The problem
Copy the full listing exactly.

Task material
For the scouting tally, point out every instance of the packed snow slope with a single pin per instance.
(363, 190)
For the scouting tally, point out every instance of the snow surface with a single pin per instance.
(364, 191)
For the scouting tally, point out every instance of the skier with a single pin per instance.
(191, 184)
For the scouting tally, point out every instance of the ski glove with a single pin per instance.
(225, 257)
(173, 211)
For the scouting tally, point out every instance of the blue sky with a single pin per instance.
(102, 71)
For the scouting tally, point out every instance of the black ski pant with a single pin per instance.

Answer
For the scouting tally, point out every instance of the packed snow slope with a single pin per instance.
(363, 190)
For the scouting tally, point out every instance of the snow surface with a single pin per instance.
(364, 191)
For the scouting tally, point out every instance of the skier with a single pin per instance.
(191, 184)
For the scouting tally, point out every instance of the ski glove with a single pin per instance.
(225, 257)
(173, 211)
For the scouting tally, point out every instance of the blue sky with a single pin per instance.
(102, 71)
For the scouting tally, point out every instance of the black ski pant with a single pin per instance.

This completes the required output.